WORK TO BE COMPLETED =
Can you copy, character for character, the part of the records that opens with the line containing "black swim top -> masks, every instance" and continues through the end of the records, and give only that part?

EXTRACTED RECORDS =
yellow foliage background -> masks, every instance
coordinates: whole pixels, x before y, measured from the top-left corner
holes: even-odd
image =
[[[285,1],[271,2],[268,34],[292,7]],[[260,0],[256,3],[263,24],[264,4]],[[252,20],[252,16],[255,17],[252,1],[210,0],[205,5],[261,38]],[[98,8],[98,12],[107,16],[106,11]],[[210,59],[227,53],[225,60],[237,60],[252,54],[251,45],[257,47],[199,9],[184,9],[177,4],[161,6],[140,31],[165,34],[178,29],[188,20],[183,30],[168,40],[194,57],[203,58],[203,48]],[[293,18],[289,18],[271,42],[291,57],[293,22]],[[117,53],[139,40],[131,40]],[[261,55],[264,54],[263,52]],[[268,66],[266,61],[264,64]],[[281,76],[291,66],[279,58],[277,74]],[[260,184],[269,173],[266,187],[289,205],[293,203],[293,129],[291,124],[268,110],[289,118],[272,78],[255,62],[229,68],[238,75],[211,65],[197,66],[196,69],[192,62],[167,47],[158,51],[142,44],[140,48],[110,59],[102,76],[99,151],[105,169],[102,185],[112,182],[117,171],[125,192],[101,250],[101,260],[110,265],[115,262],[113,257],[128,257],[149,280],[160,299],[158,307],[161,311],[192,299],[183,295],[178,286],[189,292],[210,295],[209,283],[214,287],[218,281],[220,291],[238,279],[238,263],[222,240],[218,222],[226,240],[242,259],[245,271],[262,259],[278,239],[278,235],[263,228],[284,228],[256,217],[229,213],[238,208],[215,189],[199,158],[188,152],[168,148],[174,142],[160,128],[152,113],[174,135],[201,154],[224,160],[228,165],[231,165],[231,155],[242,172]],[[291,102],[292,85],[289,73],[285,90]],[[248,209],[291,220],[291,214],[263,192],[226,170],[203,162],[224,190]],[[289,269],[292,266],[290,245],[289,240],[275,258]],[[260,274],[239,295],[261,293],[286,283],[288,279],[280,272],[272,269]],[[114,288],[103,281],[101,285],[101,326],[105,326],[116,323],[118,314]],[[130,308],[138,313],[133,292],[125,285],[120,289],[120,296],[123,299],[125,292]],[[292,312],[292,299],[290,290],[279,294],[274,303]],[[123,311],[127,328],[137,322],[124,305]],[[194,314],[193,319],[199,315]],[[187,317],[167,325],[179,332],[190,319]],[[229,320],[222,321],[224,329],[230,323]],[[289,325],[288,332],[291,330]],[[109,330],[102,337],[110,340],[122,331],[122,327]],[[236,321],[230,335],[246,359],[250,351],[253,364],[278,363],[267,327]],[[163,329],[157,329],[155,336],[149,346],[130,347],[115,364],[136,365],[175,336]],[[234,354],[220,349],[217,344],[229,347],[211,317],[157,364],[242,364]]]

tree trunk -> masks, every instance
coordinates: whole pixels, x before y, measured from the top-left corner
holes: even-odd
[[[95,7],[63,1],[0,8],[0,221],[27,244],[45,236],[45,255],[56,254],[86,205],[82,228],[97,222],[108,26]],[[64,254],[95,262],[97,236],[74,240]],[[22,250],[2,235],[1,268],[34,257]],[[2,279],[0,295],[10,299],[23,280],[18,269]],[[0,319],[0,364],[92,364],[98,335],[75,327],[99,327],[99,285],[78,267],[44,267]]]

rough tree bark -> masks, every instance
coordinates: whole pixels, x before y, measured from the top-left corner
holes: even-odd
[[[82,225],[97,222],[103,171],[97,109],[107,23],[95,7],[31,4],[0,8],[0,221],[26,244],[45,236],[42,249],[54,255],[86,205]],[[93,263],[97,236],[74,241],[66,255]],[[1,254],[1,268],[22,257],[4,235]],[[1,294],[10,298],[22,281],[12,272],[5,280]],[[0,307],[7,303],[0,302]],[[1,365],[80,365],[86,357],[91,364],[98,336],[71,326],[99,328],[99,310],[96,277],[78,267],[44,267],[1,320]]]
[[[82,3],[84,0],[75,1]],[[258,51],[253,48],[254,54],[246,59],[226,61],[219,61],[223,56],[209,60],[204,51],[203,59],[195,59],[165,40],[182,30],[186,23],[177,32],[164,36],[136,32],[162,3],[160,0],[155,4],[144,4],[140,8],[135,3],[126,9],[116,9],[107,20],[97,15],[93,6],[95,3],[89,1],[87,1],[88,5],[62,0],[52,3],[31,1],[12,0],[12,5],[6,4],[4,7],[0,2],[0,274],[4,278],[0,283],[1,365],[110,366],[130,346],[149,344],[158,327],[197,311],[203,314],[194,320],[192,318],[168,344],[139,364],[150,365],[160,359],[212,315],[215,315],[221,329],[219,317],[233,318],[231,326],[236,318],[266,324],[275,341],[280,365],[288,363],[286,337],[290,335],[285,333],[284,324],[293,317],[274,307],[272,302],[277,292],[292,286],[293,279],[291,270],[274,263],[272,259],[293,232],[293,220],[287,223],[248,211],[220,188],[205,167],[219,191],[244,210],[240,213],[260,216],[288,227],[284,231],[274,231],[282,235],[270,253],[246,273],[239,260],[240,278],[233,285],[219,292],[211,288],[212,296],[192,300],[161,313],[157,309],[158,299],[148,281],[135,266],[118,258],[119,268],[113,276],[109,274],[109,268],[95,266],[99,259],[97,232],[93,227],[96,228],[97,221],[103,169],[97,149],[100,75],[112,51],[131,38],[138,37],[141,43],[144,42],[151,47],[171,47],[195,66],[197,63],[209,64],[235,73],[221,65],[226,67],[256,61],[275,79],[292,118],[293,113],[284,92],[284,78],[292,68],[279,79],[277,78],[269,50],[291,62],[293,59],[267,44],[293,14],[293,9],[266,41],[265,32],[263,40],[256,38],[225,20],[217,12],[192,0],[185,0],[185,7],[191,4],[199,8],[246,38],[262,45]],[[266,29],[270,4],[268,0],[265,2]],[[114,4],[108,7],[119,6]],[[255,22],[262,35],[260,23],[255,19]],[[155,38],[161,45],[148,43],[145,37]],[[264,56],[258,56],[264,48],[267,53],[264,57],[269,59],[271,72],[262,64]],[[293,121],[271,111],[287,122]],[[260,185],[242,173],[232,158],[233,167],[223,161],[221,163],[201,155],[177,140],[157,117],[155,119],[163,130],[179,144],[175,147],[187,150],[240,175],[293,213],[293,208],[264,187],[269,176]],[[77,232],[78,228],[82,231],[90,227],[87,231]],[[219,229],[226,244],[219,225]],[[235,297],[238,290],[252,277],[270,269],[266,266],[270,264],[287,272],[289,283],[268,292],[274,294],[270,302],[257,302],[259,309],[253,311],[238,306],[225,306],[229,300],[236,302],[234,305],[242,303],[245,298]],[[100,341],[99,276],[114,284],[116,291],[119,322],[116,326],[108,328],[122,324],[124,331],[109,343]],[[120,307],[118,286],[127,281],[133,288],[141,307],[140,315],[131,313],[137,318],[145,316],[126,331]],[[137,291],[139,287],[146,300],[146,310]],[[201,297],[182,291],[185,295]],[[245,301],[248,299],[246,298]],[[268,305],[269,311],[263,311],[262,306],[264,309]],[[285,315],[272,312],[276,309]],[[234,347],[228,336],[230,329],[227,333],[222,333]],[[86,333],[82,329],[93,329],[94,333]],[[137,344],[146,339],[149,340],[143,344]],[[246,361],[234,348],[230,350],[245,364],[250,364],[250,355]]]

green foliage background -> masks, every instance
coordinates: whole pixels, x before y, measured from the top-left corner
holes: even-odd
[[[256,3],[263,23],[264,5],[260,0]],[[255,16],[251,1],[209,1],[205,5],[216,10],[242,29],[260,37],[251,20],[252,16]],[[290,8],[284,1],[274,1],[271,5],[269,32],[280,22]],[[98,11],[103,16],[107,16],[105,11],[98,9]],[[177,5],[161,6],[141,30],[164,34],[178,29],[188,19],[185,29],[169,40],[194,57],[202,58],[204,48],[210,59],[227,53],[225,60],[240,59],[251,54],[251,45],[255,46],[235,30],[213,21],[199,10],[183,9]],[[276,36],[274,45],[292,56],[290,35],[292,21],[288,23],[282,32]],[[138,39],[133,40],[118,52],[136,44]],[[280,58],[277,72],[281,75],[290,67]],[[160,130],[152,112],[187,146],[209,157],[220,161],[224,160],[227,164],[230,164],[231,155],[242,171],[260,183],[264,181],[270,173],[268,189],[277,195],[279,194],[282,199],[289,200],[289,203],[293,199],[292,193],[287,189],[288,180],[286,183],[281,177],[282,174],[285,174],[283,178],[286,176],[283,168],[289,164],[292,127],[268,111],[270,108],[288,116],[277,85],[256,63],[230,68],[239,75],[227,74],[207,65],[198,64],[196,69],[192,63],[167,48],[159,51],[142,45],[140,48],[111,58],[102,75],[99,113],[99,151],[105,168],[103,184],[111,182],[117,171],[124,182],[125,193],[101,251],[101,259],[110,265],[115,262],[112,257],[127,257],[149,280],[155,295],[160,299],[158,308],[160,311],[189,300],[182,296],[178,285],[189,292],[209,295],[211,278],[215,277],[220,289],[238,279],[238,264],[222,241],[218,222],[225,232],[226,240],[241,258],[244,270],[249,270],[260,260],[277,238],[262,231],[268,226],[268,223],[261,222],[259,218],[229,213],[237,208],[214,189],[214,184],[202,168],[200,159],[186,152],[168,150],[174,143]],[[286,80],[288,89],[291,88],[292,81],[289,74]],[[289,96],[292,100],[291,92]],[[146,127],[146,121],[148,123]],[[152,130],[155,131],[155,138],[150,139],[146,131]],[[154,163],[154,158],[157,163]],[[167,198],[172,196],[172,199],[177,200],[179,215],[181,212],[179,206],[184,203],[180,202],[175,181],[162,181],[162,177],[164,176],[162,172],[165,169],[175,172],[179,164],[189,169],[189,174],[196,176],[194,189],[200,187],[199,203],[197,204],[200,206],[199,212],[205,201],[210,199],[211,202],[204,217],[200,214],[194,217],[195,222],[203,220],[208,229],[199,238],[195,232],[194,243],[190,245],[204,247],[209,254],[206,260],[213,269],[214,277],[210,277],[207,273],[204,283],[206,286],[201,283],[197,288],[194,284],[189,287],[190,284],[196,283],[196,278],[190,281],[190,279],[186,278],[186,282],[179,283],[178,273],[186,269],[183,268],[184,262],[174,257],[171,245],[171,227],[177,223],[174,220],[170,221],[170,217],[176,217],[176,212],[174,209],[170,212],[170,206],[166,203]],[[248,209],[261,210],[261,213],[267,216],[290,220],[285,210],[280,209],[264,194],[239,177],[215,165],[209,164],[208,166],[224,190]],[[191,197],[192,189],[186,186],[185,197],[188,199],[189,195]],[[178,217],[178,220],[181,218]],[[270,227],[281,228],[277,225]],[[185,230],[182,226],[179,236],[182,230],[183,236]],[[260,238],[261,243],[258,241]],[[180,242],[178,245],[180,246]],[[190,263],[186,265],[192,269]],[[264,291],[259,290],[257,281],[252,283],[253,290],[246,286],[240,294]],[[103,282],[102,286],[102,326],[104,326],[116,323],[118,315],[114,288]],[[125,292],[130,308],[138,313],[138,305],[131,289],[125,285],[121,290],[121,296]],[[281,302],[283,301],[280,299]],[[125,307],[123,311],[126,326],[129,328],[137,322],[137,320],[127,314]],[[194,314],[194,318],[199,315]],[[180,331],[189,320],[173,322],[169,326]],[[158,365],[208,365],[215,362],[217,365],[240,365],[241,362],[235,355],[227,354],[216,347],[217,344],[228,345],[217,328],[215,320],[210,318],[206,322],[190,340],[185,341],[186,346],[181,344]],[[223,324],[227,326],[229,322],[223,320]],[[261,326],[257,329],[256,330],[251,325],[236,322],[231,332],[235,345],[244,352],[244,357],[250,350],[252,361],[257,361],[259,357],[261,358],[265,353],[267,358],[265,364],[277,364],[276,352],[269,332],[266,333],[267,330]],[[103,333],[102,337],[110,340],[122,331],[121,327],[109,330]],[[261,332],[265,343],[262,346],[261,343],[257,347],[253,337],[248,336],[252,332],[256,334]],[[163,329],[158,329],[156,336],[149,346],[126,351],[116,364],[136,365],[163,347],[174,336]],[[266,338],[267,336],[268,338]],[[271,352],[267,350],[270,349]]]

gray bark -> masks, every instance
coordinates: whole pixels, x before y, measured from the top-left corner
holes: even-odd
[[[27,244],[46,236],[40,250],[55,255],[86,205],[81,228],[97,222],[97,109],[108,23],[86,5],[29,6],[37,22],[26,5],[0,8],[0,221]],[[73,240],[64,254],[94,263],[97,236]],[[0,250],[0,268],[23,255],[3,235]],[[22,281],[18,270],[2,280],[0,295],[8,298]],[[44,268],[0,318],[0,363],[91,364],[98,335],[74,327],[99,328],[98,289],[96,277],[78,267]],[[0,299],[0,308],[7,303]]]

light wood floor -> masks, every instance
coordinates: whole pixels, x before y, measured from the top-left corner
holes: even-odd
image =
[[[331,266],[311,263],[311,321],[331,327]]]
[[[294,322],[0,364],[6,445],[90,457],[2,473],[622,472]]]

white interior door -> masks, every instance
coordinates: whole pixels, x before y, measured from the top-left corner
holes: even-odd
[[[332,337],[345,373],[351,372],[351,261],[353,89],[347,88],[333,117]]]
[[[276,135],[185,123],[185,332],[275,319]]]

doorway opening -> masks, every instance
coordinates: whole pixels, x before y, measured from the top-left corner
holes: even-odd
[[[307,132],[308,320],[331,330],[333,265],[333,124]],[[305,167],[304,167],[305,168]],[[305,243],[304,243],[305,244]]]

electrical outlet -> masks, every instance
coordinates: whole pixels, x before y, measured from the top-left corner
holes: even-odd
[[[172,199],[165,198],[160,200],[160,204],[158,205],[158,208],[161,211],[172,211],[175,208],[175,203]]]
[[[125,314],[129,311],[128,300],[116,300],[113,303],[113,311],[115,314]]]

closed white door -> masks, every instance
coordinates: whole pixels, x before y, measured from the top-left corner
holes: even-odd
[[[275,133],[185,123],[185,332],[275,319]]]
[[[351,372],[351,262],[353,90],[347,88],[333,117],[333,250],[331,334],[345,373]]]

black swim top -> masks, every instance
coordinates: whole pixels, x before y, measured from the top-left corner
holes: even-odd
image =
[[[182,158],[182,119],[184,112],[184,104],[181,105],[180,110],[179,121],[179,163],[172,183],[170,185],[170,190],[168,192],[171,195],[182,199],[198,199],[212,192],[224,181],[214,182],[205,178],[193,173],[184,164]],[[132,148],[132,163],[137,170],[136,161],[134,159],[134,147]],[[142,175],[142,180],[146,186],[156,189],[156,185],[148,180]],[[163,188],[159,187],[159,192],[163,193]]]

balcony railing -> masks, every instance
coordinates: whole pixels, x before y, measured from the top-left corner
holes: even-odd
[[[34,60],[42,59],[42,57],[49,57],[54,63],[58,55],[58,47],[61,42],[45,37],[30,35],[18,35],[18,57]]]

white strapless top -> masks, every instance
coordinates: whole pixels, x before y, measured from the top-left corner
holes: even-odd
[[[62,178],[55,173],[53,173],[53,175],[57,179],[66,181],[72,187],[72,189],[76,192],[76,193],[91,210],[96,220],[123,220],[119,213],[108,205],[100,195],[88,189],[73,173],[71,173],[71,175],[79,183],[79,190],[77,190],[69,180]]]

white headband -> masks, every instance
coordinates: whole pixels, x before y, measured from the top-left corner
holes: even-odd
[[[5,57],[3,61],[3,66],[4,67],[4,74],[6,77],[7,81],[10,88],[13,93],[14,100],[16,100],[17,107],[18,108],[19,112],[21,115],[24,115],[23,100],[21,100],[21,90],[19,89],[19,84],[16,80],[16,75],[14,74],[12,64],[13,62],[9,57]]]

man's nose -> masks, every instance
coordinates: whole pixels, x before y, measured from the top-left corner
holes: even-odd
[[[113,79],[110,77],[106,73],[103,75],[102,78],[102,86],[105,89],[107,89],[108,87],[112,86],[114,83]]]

RESPONSE FOR THIS EXERCISE =
black swim top -> masks, every instance
coordinates: whole pixels, x before y, measured from the top-left corner
holes: even-odd
image =
[[[182,158],[182,119],[184,112],[184,104],[181,105],[180,110],[179,121],[179,163],[172,183],[170,185],[170,190],[168,192],[171,195],[182,199],[198,199],[212,192],[224,181],[214,182],[205,178],[193,173],[184,164]],[[132,148],[132,163],[137,170],[136,161],[134,159],[134,147]],[[142,175],[142,180],[146,186],[156,189],[156,185],[148,180]],[[163,188],[159,187],[159,192],[163,193]]]

balcony railing -> masks, every instance
coordinates: whole pixels, x before y, measured from the top-left corner
holes: even-odd
[[[34,60],[42,59],[42,57],[49,57],[54,63],[58,55],[58,47],[61,42],[45,37],[30,35],[18,35],[18,57]]]

white strapless top -> masks, every instance
coordinates: whole pixels, x before y, measured from the top-left corner
holes: even-odd
[[[62,178],[55,173],[53,173],[53,175],[57,179],[66,181],[72,187],[72,189],[76,192],[76,193],[91,210],[96,220],[123,220],[119,213],[108,205],[100,195],[88,189],[73,173],[71,173],[71,175],[79,183],[79,190],[77,190],[69,180]]]

white headband -> masks, every instance
coordinates: whole pixels, x before y, measured from the top-left corner
holes: even-odd
[[[5,57],[3,61],[3,66],[4,67],[4,74],[6,77],[7,81],[10,88],[13,93],[14,100],[16,100],[17,107],[18,108],[19,112],[21,115],[24,115],[23,100],[21,100],[21,90],[19,89],[19,84],[16,80],[16,75],[14,74],[12,64],[13,62],[9,57]]]

man's nose -> masks, every instance
coordinates: whole pixels, x before y, measured from the top-left corner
holes: even-odd
[[[113,79],[110,77],[106,73],[103,75],[102,78],[102,86],[105,89],[107,89],[108,87],[112,86],[114,83]]]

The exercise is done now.